TASKS.
[1] In the mailing-list post on MPI communicator virtualization, reproduce the stretch from "[Mpi3-ft] Communicator Virtualization" through "the system restore?".
[2] Pick up the mailing-list post on MPI communicator virtualization after its final line and keep writing it.

SOURCE.

[Mpi3-ft] Communicator Virtualization as a step forward

Fri Feb 13 12:17:55 CST 2009

At 10:10 AM 2/13/2009, Supalov, Alexander wrote:
>Thanks. Could you please clarify to me, if possible, using some 
>practically relevant example, how fault notification for a set of 
>undefined fault types that may vary from MPI implementation to 
>implementation differs from the equally abstract 
>MPI_Checkpoint/MPI_Restart that semantically clearly prepare the MPI 
>implementation at hand for the checkpoint action done by the 
>checkpointing system involved, and then semantically clearly recover 
>the MPI part of the program after the system restore?

INFORMATION PROVIDED.
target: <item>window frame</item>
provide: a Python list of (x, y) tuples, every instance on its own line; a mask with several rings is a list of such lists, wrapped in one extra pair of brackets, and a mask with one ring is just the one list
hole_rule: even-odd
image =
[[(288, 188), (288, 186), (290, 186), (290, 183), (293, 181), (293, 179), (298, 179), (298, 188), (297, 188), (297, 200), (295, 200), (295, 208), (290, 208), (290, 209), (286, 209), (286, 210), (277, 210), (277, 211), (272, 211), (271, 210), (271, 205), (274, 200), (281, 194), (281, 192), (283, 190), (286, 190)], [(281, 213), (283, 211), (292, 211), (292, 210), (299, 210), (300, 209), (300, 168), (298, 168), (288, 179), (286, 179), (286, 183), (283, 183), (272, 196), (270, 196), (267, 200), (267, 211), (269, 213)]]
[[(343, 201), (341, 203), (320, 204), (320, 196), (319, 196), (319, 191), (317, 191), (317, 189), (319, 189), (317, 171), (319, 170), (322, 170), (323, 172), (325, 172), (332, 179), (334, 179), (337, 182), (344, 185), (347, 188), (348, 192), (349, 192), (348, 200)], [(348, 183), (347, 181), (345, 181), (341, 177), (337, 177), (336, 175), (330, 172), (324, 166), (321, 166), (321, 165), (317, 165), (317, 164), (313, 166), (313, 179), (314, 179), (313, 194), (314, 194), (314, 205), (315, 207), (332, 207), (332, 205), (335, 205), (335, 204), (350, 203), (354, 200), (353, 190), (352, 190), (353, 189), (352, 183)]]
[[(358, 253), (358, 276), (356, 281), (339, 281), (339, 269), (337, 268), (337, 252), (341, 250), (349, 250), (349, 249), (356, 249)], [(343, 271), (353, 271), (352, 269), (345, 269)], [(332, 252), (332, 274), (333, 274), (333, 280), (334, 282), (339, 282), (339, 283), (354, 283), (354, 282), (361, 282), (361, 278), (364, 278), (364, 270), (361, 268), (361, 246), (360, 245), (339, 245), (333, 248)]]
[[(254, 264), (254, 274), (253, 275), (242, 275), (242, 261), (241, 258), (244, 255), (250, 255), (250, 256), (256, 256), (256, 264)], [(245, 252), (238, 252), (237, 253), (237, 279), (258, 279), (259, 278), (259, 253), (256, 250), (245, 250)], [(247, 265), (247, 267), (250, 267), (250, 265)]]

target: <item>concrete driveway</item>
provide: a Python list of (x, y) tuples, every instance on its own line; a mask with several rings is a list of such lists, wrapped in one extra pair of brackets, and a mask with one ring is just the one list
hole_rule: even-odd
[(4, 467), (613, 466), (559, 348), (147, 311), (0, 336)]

ANSWERS BELOW.
[1]
[Mpi3-ft] Communicator Virtualization as a step forward

Fri Feb 13 12:17:55 CST 2009

At 10:10 AM 2/13/2009, Supalov, Alexander wrote:
>Thanks. Could you please clarify to me, if possible, using some 
>practically relevant example, how fault notification for a set of 
>undefined fault types that may vary from MPI implementation to 
>implementation differs from the equally abstract 
>MPI_Checkpoint/MPI_Restart that semantically clearly prepare the MPI 
>implementation at hand for the checkpoint action done by the 
>checkpointing system involved, and then semantically clearly recover 
>the MPI part of the program after the system restore?

[2]
Simple. As you've pointed out, the checkpointing API is well defined 
from the application's point of view. However, its semantics are weak 
from the checkpointer's point of view. Seen from this angle, it is 
not clear what the checkpointer can expect from the MPI library and 
the whole thing devolves into a negotiation between individual 
checkpointers and individual MPI libraries on a variety of specific 
system configurations. In contrast, the fault notification API only 
has an application view, which is in fact well-defined. The weakness 
of the fault notification API is what you've already described, that 
it provides no guarantees about the quality of the implementation in 
a way that is more significant than for other portions of MPI, such 
as network details for MPI_Send/MPI_Recv.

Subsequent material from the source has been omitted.